- _Exercise goal_
Rewrite the entries below, replacing "one dot per instance" with "a single point per instance" and leaving everything else unchanged.

Excerpts from location labeling data:
# # # # #

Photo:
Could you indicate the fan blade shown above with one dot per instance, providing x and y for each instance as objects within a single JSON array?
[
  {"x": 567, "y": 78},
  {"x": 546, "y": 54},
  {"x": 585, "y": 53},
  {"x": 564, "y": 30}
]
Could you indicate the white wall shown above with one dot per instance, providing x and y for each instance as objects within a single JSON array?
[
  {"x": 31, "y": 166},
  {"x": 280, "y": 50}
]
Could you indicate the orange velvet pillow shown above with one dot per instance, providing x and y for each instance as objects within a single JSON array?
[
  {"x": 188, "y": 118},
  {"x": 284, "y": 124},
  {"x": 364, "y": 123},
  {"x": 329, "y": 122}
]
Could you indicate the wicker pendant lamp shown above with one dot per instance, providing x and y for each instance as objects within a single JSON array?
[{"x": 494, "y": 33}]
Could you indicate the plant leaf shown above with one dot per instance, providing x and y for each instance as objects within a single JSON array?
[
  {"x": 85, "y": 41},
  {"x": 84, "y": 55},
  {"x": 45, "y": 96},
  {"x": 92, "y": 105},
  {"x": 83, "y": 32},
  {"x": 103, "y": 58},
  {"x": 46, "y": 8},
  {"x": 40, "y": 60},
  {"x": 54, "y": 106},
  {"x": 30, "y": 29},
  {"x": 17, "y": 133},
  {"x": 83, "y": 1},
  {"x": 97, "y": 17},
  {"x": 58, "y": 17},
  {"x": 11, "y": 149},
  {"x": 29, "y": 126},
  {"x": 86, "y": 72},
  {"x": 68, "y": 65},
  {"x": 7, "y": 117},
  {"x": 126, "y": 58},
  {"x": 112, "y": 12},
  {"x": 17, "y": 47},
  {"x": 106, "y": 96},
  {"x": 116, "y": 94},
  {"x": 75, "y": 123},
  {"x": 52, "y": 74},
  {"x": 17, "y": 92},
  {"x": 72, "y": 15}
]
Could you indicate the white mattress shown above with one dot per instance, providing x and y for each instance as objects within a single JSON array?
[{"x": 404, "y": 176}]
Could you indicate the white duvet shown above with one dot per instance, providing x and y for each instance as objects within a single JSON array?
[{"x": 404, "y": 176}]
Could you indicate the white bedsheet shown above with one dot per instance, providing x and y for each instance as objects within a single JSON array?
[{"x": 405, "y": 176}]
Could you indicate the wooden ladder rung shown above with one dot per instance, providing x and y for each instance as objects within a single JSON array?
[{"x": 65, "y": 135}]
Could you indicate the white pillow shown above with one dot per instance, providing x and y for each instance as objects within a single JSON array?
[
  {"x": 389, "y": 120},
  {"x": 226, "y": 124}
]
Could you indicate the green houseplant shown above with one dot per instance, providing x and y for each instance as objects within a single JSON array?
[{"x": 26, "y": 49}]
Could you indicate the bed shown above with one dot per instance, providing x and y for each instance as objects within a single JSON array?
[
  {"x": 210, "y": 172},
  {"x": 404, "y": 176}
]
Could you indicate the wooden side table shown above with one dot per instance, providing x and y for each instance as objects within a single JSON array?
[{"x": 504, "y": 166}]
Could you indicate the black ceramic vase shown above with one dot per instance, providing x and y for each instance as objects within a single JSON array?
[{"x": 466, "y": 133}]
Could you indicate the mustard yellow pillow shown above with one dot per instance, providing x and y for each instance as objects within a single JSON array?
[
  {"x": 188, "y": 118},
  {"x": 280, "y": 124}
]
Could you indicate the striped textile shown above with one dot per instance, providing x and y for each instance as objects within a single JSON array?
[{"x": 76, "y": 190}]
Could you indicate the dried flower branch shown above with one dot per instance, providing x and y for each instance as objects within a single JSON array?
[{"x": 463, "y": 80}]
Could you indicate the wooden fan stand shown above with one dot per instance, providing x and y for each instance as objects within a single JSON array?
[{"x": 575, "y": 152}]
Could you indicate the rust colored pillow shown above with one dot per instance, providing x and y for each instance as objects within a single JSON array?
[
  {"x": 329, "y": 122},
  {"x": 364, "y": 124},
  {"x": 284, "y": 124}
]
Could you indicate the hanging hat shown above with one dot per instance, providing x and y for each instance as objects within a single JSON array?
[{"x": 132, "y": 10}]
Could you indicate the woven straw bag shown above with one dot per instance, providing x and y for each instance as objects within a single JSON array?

# # # # #

- _Answer to the problem_
Photo:
Could you indicate the fan blade shown above with a single point per instance, providing x and y for each instance as objects within a single JSON array?
[
  {"x": 567, "y": 78},
  {"x": 546, "y": 54},
  {"x": 585, "y": 53},
  {"x": 564, "y": 30}
]
Could you indicate the white wall shown above with a single point per instance, providing x and y for each instance as objects within a single JSON array?
[
  {"x": 31, "y": 166},
  {"x": 280, "y": 50}
]
Could you indicate the orange velvet pillow shown above with a single point per instance, providing x and y for each instance as objects within a single JSON array?
[
  {"x": 188, "y": 118},
  {"x": 284, "y": 124},
  {"x": 364, "y": 123},
  {"x": 329, "y": 122}
]
Could you indicate the wicker pendant lamp shown above with a single point per instance, providing x and y for each instance as objects within a single JSON array?
[{"x": 494, "y": 33}]
Could you indicate the plant leaf shown above with a single point per instance, providing x and y for each instance as objects within a single JSON array?
[
  {"x": 85, "y": 41},
  {"x": 84, "y": 55},
  {"x": 45, "y": 96},
  {"x": 92, "y": 105},
  {"x": 83, "y": 32},
  {"x": 103, "y": 58},
  {"x": 46, "y": 8},
  {"x": 40, "y": 60},
  {"x": 54, "y": 106},
  {"x": 30, "y": 29},
  {"x": 17, "y": 133},
  {"x": 83, "y": 1},
  {"x": 97, "y": 17},
  {"x": 58, "y": 17},
  {"x": 11, "y": 149},
  {"x": 29, "y": 126},
  {"x": 86, "y": 72},
  {"x": 68, "y": 65},
  {"x": 7, "y": 117},
  {"x": 126, "y": 58},
  {"x": 112, "y": 12},
  {"x": 17, "y": 47},
  {"x": 106, "y": 96},
  {"x": 116, "y": 94},
  {"x": 75, "y": 123},
  {"x": 52, "y": 74},
  {"x": 17, "y": 92},
  {"x": 72, "y": 15}
]
Could you indicate the white mattress shown above with a single point per instance, providing x and y for each instance as objects within a single JSON array?
[{"x": 404, "y": 176}]
Could you indicate the white duvet shown above with a single point per instance, providing x and y for each instance as objects within a single JSON array?
[{"x": 404, "y": 176}]
Could you indicate the white bedsheet shown above with a single point per instance, providing x and y for each instance as objects within a single JSON array?
[{"x": 405, "y": 176}]
Could you indicate the wooden ladder rung shown above with a single point per instance, providing x and y for each instance as objects within a single JSON array?
[{"x": 65, "y": 135}]
Could you indicate the white pillow shown above with a single point per instance, providing x and y for each instance as objects within a single JSON array?
[
  {"x": 389, "y": 120},
  {"x": 226, "y": 124}
]
Could you indicate the green houseplant shown above with a single point per instance, providing x and y for each instance as objects within a single JSON array?
[{"x": 26, "y": 49}]
Could you indicate the bed shown above with a single point per instance, providing x and y for each instance as objects within a single JSON array?
[
  {"x": 210, "y": 172},
  {"x": 404, "y": 176}
]
Could you indicate the wooden side table shown above with a single point per instance, providing x and y for each instance as objects within a single JSON array?
[{"x": 504, "y": 166}]
Could you indicate the black ceramic vase shown above with a single point per instance, providing x and y for each instance as objects within a single JSON array?
[{"x": 466, "y": 133}]
Could you indicate the mustard yellow pillow shown above with a single point per instance, providing x and y for each instance as objects within a single JSON array?
[
  {"x": 188, "y": 118},
  {"x": 280, "y": 124}
]
Could you indicate the striped textile shown above with a single point per instance, providing x and y for each instance as objects within a single JSON array?
[{"x": 76, "y": 190}]
Could you indicate the dried flower branch shown above with a single point per instance, providing x and y for each instance as objects within a single JSON array?
[{"x": 463, "y": 80}]
Could you indicate the wooden fan stand shown above with a single point per instance, providing x and y for each instance as objects within a single JSON array?
[{"x": 575, "y": 152}]
Could you indicate the rust colored pillow shown above with a single point per instance, providing x and y for each instance as objects within a single JSON array?
[
  {"x": 329, "y": 122},
  {"x": 364, "y": 124},
  {"x": 284, "y": 124}
]
Could you indicate the hanging hat shown above with a single point per instance, providing x and y for each instance as objects within a single JSON array?
[{"x": 132, "y": 10}]
Could you indicate the woven straw bag shown above with a single point per instance, providing x and y for each instance as objects within a single JSON array?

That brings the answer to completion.